[The task]
Go through the listing below and count the lines with "this" in them. Only the count is needed.

[Supplied entries]
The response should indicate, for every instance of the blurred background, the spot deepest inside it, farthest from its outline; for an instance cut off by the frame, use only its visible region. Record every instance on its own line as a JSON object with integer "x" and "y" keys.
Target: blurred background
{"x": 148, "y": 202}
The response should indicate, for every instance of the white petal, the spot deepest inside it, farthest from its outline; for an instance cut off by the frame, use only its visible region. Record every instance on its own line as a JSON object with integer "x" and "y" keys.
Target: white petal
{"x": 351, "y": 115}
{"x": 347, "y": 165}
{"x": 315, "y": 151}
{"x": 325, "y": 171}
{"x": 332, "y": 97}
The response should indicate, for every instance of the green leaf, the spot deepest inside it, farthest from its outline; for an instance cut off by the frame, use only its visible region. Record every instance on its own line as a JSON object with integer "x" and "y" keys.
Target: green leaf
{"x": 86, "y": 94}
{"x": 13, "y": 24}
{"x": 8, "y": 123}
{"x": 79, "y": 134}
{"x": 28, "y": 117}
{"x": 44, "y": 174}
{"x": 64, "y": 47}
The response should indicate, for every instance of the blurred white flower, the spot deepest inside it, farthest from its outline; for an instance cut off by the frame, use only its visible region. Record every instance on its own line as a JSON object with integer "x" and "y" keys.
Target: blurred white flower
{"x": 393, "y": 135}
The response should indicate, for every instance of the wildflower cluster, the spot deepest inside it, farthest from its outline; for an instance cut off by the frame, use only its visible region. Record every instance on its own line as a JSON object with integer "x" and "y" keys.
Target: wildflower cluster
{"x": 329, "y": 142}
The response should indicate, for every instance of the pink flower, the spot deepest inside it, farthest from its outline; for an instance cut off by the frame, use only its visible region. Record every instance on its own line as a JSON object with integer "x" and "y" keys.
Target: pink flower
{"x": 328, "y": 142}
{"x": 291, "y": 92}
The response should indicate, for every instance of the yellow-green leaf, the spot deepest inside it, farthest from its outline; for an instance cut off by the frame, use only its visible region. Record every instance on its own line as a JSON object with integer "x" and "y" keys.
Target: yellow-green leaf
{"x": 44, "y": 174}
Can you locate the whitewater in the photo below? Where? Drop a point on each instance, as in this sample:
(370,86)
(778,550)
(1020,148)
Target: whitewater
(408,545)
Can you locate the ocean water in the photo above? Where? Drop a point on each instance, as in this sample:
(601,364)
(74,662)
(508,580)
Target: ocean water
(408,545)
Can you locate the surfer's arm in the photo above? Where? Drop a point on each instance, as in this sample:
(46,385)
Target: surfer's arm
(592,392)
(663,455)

[Response to the exercise]
3